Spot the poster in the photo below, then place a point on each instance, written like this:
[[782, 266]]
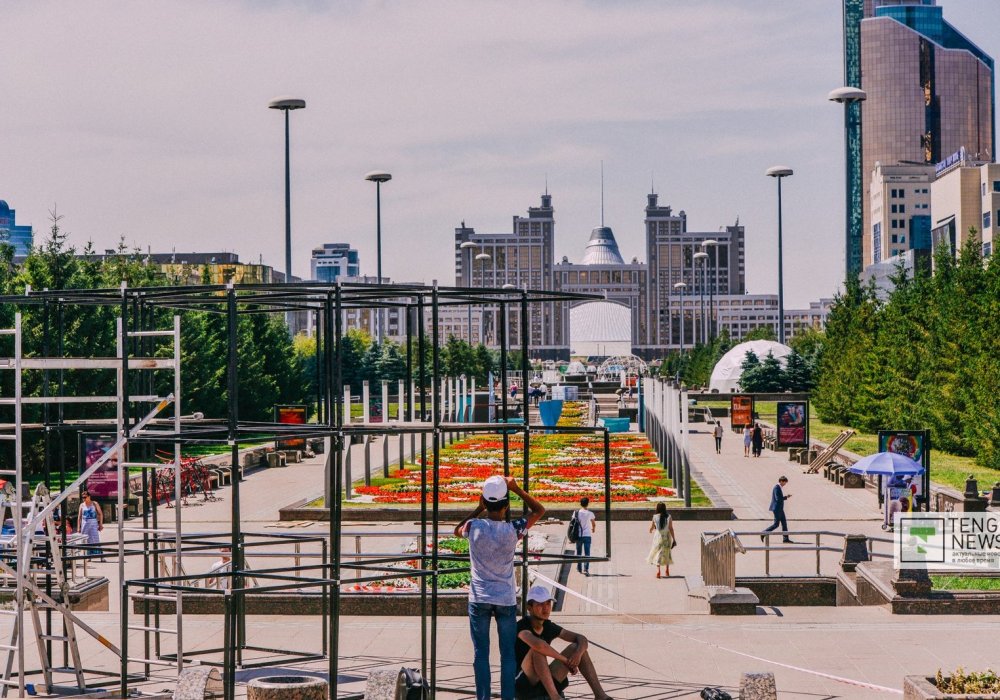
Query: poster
[[915, 444], [102, 484], [740, 411], [291, 415], [793, 424]]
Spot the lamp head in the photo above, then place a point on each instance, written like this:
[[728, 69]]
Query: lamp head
[[285, 103], [847, 95]]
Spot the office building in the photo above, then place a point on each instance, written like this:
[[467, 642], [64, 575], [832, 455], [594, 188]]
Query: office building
[[20, 237], [333, 261], [930, 92]]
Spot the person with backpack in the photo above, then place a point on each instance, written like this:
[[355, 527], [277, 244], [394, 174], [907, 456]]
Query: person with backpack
[[586, 525]]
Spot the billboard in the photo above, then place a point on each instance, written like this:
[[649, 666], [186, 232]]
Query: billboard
[[915, 444], [793, 424], [291, 415], [102, 484], [740, 411]]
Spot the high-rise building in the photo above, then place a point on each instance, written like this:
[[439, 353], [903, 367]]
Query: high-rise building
[[930, 92], [901, 209], [332, 261], [21, 237]]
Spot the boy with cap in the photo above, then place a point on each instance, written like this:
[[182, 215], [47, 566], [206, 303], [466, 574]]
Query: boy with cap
[[536, 677], [492, 590]]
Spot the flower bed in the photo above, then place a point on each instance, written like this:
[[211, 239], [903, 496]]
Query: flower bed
[[562, 468]]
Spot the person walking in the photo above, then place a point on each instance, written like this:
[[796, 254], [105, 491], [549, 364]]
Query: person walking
[[662, 528], [90, 521], [757, 438], [778, 498], [587, 522], [492, 588]]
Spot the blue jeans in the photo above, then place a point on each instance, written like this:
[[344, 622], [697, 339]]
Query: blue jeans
[[583, 547], [480, 615]]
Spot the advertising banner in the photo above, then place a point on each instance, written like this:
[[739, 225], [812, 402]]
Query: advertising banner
[[291, 415], [102, 484], [740, 411], [793, 424], [915, 444]]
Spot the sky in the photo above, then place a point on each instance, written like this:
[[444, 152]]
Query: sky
[[148, 122]]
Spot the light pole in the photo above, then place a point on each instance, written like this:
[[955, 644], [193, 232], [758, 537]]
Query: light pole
[[470, 246], [702, 258], [483, 258], [779, 172], [378, 177], [851, 98], [286, 105], [680, 286], [712, 243]]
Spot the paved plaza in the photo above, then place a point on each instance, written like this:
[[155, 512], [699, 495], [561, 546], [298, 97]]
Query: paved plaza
[[655, 644]]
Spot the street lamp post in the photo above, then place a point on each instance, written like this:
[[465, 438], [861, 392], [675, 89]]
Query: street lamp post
[[378, 177], [778, 172], [483, 258], [851, 98], [712, 243], [470, 246], [680, 286], [702, 258], [286, 105]]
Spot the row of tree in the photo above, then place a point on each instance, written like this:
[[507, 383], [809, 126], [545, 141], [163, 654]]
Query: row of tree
[[926, 357]]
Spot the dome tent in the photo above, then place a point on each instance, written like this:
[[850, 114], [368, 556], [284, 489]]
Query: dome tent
[[727, 371]]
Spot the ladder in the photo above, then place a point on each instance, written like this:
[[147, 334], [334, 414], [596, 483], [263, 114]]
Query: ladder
[[827, 454]]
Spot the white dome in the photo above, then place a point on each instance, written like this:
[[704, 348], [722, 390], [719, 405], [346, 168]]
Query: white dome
[[726, 374]]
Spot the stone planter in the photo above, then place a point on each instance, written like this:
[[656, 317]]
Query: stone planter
[[923, 688], [288, 688]]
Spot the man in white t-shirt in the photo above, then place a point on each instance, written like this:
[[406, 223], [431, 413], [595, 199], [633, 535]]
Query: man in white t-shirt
[[588, 524]]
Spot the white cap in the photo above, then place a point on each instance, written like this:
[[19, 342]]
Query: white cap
[[495, 489], [539, 594]]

**Aim of the task:**
Write out every record above exactly as it stands, but leave out the pictures.

**Exercise solution:**
Spot the poster in the photo below, then place a point on each instance, written like this:
[[782, 266]]
Query: poster
[[915, 444], [102, 484], [740, 411], [291, 415], [793, 424]]
Spot the lamp head in the photo above, then place a point on each instance, written like this:
[[728, 69]]
Query: lamp head
[[285, 103], [847, 95]]
Spot the office building in the photo above, then place a point on each instance, written like this:
[[467, 642], [64, 575], [832, 455], [594, 188]]
Query: office building
[[20, 237], [333, 261], [930, 92]]
Spot the person with backpack in the photo above, then place a point on each instance, written like this:
[[355, 527], [277, 244], [394, 174], [907, 456]]
Query: person with backpack
[[586, 525]]
Spot the billboard in the photo above, then place a point on each instance, written like this:
[[649, 666], [186, 232]]
Query: billboard
[[915, 444], [793, 424], [291, 415], [102, 484], [740, 411]]
Spot the high-rise building in the photo above, then place a point on each instance, written like this:
[[439, 353], [903, 367]]
Query: high-rise building
[[930, 92], [901, 209], [332, 261], [21, 237]]
Spot the boy with cap in the photo above, then place a point on each instance, written like this:
[[182, 215], [47, 566], [206, 303], [466, 574]]
Query: boy with cap
[[536, 677], [492, 590]]
Spot the flower bed in the photo above, then place a point on each instance, written like this:
[[211, 239], [903, 496]]
Query: flower bed
[[562, 468]]
Spot the person walking in the photo above, then place a point on each instance, written like this:
[[796, 254], [105, 491], [549, 364]]
Query: person walking
[[662, 528], [90, 521], [757, 438], [778, 498], [587, 522], [492, 588]]
Spot the blue jeans in the photo above, then place a point on each instance, written like this:
[[344, 622], [697, 339]]
Query: blue jeans
[[583, 547], [480, 615]]
Spot the advertising banner in the photo above, then place a point on each instance, written like this:
[[739, 225], [812, 402]]
Query: advertising banner
[[291, 415], [102, 484], [740, 411], [793, 424], [915, 444]]
Spot the sky in the photo above, then place a point on each instance, written like this:
[[444, 152]]
Query: sky
[[148, 122]]
Spot the light pole in the photo above, then place a point on each instance, written like this:
[[955, 644], [193, 232], [758, 537]]
Query: light pole
[[470, 246], [702, 258], [483, 258], [779, 172], [378, 177], [851, 98], [286, 105], [680, 286], [712, 243]]
Spot the paved plaza in the photo above, then place a point on each instance, written like this:
[[155, 512], [699, 495], [561, 546], [298, 97]]
Query: paved plaza
[[655, 644]]
Spot the street lamp post in the photo above, then place a point on each instance, written like this:
[[465, 438], [861, 392], [675, 89]]
Query: street lamp post
[[378, 177], [778, 172], [483, 258], [851, 98], [712, 243], [470, 246], [680, 286], [702, 258], [286, 105]]
Spot the row of tree in the photo above, then place a point on each instance, written like this:
[[507, 383], [809, 126], [545, 141], [163, 654]]
Query: row of tree
[[926, 357]]
Spot the dome tent in the photo above, then place a point on each instance, written like this:
[[850, 114], [368, 556], [284, 489]]
Query: dome tent
[[727, 371]]
Spot the ladder in the photo above, then place a point on each instance, written like this:
[[147, 334], [334, 414], [596, 483], [263, 114]]
Query: ladder
[[827, 454]]
Spot the white dome in the photo above, then place a point on each instance, written like this:
[[704, 348], [722, 390], [719, 405], [346, 168]]
Query: white dome
[[726, 374]]
Spot the stone planter in the photo above, then place a point on each instance, written like this:
[[656, 317]]
Query: stone planter
[[923, 688], [288, 688]]
Spot the man in white t-shirt in the photo above, then place a point on each instance, written like this:
[[406, 223], [431, 413], [595, 199], [633, 535]]
Query: man in white t-shirt
[[588, 524]]
Spot the white cap in the photo above, then place a point on each instance, written like this:
[[19, 342]]
Query: white cap
[[495, 489], [539, 594]]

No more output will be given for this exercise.